> TEXTO FORNECIDO
Agora, o Partido Socialista volta a trazer o tema para a negociação orçamental, através da proposta que fez ao Governo de Luís Montenegro, como uma das linhas vermelhas para a viabilização do OE2025. O PS propõe mesmo uma parcela de “despesa permanente de 200 milhões de euros  com um regime de exclusividade dos médicos no SNS”, com o objetivo de valorizar a classe.


Ouvidos pelo DN, médicos e administradores hospitalares continuam a defender que o importante para o OE 2025 é a inscrição de “medidas que valorizem os profissionais no seu salário base”, argumentou Joana Bordalo e Sá, embora tivesse sublinhado que “um regime de exclusividade opcional e remunerado de forma justa e majorada é, sem dúvida, uma medida que consideramos que fixará mais médicos no SNS”.

> PERGUNTAS
(1) De acordo com o texto sobre a exclusividade dos médicos no SNS, qual é o montante da despesa permanente que o PS propõe para esse regime?
(2) Escreva a continuação do texto sobre a exclusividade dos médicos no SNS, começando após a última frase apresentada.
A listagem não é necessária.

> DADOS FORNECIDOS
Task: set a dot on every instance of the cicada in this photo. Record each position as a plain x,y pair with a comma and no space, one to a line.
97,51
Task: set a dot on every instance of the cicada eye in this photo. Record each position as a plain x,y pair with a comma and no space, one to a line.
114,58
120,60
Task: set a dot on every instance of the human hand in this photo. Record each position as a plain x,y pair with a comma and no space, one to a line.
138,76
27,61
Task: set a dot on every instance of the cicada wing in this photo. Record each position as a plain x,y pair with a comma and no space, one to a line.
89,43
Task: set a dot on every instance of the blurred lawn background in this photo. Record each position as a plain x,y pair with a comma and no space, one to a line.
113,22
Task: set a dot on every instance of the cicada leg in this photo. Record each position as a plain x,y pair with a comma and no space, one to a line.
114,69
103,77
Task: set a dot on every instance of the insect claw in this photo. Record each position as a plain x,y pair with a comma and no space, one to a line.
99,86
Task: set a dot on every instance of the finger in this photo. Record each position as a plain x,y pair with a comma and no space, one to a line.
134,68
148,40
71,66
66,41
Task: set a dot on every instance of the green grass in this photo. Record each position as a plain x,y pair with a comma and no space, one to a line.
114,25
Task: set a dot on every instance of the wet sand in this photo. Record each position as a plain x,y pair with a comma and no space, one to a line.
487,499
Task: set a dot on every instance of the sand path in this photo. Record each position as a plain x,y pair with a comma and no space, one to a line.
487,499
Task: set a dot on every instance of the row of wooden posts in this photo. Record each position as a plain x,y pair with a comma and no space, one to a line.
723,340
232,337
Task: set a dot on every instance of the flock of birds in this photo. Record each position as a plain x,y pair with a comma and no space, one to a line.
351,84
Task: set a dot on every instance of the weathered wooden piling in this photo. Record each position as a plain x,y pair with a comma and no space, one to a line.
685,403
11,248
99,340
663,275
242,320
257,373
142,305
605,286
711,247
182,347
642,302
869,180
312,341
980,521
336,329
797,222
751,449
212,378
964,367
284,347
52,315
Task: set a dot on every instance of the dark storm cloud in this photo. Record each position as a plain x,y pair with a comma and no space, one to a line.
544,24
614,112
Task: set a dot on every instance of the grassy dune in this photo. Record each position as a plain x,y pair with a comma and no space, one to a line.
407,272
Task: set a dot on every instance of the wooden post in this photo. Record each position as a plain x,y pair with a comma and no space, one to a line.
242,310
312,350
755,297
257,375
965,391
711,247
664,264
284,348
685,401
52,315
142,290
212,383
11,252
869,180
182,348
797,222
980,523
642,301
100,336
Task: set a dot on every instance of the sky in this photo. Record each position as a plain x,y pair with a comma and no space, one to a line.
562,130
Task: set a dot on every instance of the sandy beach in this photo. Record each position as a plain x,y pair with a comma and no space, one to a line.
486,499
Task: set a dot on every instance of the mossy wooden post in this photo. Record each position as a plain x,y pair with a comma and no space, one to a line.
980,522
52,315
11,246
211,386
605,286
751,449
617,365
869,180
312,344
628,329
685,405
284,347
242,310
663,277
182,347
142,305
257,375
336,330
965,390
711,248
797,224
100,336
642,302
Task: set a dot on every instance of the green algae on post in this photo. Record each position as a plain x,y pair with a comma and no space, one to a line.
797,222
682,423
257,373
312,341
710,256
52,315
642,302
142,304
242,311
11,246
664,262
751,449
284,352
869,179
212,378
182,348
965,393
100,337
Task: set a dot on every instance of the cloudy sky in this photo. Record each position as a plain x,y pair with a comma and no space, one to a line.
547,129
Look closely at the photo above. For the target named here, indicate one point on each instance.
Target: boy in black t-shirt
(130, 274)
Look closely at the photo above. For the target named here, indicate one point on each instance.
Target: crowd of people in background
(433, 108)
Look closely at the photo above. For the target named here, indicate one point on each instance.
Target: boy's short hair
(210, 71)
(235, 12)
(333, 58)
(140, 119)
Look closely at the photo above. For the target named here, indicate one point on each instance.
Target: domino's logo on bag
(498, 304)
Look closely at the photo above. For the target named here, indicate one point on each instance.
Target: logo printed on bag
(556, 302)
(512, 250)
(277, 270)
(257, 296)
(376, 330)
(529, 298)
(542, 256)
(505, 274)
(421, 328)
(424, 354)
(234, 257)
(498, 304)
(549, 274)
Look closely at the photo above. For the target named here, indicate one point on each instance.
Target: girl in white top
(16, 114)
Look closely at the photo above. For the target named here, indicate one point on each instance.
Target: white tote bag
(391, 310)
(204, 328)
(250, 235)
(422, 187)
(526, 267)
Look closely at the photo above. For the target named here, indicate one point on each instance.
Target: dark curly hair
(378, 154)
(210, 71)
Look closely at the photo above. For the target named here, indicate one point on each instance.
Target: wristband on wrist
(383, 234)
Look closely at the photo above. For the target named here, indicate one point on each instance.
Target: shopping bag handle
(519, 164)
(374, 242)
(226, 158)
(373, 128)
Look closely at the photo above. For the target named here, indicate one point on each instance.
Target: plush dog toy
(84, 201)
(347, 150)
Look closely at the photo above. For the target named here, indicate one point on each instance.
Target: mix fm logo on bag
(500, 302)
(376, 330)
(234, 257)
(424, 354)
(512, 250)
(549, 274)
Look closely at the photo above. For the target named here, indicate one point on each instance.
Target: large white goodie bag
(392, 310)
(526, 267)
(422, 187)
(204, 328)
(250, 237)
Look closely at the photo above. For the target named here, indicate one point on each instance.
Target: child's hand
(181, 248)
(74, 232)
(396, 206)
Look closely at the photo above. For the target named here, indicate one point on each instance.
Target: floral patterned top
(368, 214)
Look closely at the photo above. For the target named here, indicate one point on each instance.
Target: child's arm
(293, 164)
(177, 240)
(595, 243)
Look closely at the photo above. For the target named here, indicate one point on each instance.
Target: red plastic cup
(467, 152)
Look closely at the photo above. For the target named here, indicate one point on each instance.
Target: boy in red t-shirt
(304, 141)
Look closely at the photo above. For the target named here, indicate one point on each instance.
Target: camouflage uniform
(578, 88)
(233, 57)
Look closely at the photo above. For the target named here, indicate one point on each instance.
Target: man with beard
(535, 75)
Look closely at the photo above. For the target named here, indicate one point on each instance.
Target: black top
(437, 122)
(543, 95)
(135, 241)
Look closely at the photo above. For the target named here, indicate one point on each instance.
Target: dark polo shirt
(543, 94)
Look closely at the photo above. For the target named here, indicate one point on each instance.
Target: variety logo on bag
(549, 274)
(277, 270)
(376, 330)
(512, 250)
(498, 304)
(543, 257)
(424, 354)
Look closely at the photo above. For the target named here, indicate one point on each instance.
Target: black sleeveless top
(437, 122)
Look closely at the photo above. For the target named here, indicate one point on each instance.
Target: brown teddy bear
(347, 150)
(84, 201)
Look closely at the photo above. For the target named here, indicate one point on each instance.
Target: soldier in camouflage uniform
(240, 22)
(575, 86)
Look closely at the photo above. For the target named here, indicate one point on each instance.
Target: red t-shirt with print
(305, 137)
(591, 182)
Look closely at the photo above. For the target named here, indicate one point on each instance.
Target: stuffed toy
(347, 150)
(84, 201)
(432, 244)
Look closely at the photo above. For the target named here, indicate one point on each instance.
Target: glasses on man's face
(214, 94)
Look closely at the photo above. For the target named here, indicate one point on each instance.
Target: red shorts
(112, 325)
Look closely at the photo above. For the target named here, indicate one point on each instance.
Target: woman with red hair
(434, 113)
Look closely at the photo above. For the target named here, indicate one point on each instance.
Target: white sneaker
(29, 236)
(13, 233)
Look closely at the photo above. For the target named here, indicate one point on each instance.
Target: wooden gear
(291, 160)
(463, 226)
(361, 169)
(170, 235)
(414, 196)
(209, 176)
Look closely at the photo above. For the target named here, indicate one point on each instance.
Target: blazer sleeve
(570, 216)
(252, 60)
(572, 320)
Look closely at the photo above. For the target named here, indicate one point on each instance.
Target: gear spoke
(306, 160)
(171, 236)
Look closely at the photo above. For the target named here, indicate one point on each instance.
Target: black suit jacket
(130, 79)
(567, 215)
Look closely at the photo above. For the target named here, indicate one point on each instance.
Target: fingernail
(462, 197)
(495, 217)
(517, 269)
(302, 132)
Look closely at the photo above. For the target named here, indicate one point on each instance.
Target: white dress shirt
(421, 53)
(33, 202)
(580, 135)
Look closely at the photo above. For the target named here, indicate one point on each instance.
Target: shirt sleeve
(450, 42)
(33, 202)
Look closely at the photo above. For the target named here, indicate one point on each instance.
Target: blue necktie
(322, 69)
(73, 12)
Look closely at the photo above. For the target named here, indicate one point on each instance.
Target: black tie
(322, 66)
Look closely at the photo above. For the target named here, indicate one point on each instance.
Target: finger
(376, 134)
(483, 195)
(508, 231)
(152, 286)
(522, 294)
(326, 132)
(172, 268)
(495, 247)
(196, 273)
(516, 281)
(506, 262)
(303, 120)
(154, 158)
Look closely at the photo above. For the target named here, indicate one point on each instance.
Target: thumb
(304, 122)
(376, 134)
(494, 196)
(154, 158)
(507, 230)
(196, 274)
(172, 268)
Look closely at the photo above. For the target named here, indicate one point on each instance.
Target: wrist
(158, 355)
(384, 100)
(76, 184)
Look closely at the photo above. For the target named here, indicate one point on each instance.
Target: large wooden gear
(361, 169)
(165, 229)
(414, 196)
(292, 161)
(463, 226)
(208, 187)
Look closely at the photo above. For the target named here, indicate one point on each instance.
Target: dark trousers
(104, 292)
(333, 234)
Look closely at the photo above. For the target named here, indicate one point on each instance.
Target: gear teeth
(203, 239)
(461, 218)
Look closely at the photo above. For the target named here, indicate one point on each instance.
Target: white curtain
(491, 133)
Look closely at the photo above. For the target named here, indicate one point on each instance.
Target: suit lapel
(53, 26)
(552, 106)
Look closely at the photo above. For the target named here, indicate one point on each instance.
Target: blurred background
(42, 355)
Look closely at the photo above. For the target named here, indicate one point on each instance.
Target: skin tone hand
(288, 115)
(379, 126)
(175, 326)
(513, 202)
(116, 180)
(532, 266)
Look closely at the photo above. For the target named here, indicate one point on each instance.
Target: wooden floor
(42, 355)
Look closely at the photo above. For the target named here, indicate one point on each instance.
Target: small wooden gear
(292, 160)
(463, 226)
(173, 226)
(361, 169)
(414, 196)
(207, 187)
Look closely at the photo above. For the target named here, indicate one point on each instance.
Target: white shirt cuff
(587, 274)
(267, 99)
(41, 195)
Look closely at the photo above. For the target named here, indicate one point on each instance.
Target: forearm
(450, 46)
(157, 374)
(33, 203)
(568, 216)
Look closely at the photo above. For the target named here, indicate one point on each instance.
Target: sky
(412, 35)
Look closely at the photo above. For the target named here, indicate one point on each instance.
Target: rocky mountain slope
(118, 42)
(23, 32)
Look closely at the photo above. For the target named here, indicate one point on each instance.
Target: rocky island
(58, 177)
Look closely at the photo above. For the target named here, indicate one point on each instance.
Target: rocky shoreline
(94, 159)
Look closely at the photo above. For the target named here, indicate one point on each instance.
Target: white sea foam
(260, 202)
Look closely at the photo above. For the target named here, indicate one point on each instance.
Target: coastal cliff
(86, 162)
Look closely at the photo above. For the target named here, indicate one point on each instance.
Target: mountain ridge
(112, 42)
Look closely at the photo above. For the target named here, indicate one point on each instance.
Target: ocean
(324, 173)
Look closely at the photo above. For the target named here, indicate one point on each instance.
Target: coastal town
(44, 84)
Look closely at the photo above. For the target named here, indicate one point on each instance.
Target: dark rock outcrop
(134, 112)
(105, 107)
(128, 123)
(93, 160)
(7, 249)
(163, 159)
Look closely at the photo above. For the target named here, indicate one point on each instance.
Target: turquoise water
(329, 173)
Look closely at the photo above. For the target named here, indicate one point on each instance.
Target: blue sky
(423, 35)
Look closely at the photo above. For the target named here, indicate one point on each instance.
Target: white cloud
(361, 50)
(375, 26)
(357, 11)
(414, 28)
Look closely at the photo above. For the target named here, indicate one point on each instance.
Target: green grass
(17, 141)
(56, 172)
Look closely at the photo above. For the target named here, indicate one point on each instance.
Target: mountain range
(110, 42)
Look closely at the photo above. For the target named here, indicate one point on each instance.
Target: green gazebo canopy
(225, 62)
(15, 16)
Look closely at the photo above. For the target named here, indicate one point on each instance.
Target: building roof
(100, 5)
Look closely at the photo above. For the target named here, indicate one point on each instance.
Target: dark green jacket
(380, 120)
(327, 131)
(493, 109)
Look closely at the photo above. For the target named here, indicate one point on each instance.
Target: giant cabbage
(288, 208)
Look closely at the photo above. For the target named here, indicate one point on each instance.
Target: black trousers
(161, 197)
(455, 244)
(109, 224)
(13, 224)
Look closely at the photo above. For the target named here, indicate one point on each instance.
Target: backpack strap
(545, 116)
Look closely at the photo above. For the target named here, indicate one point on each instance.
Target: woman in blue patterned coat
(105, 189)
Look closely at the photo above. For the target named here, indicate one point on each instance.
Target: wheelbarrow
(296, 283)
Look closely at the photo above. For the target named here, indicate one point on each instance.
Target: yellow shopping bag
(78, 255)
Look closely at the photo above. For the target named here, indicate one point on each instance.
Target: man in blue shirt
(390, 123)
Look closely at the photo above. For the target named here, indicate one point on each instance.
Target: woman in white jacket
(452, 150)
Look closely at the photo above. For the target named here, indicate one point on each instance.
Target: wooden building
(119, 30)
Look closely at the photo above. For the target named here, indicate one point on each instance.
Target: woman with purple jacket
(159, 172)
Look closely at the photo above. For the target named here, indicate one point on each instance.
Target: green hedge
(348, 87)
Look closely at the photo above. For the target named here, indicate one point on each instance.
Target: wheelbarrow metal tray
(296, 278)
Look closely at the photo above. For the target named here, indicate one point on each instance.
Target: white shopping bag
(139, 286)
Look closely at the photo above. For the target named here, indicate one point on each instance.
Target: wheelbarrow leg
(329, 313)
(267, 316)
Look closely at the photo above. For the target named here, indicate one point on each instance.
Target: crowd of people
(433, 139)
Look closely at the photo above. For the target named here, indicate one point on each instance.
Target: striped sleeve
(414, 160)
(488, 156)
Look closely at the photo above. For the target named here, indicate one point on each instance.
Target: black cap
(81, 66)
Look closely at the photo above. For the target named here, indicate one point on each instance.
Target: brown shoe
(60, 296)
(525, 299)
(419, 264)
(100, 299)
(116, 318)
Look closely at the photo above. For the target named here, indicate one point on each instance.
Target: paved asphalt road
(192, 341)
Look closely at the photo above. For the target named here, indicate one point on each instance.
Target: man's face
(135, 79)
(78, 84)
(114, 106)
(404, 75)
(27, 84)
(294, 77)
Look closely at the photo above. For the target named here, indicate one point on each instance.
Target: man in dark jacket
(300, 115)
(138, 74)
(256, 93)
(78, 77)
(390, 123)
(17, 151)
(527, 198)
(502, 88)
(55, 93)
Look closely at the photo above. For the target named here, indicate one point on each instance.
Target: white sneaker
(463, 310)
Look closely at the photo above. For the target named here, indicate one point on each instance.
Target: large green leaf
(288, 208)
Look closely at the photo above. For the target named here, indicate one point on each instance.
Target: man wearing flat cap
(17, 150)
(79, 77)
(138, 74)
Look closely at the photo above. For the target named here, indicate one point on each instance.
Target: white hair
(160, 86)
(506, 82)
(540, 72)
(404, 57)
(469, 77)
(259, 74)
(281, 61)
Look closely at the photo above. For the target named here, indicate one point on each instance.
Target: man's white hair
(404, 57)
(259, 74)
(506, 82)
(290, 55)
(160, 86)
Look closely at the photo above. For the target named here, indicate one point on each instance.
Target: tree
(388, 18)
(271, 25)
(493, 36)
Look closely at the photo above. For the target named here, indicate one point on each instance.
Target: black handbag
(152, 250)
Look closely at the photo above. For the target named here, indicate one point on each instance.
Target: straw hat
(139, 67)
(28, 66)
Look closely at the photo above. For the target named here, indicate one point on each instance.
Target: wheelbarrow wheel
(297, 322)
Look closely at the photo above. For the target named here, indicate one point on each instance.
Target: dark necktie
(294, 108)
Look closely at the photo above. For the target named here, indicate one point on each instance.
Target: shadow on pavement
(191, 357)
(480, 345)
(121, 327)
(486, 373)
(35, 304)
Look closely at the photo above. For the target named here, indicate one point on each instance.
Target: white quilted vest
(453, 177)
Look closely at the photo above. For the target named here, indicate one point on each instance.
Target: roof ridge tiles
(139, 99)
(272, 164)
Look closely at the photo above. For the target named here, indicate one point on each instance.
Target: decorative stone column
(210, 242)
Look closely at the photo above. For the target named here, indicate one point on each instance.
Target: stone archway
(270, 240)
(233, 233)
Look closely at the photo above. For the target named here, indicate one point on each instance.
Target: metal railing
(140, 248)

> RESPOSTAS PELA ORDEM
(1) 200 milhões de euros.

(2)
Para a presidente da FNAM, não é surpresa uma  proposta deste teor. “Andámos a reunir com todos os grupos parlamentares e a todos apresentámos esta medida, que teve o apoio de alguns, embora verbalmente”.


Para os administradores hospitalares, a exclusividade “é, eventualmente, uma medida importante, mas o que é fundamental nesta fase são medidas que permitam, de alguma forma, aumentar o salário base. É desta maneira que o SNS se tem de tornar mais competitivo, bem como ao nível do desenvolvimento profissional, para que os próprios médicos queiram ficar no SNS”.

Xavier Barreto, presidente da Associação Portuguesa dos Administradores Hospitalares (APAH), vai mais longe e defende que, em última análise, “a valorização dos médicos, além de poder ser feita através da base salarial, deveria ser também em função de um processo de avaliação de desempenho”.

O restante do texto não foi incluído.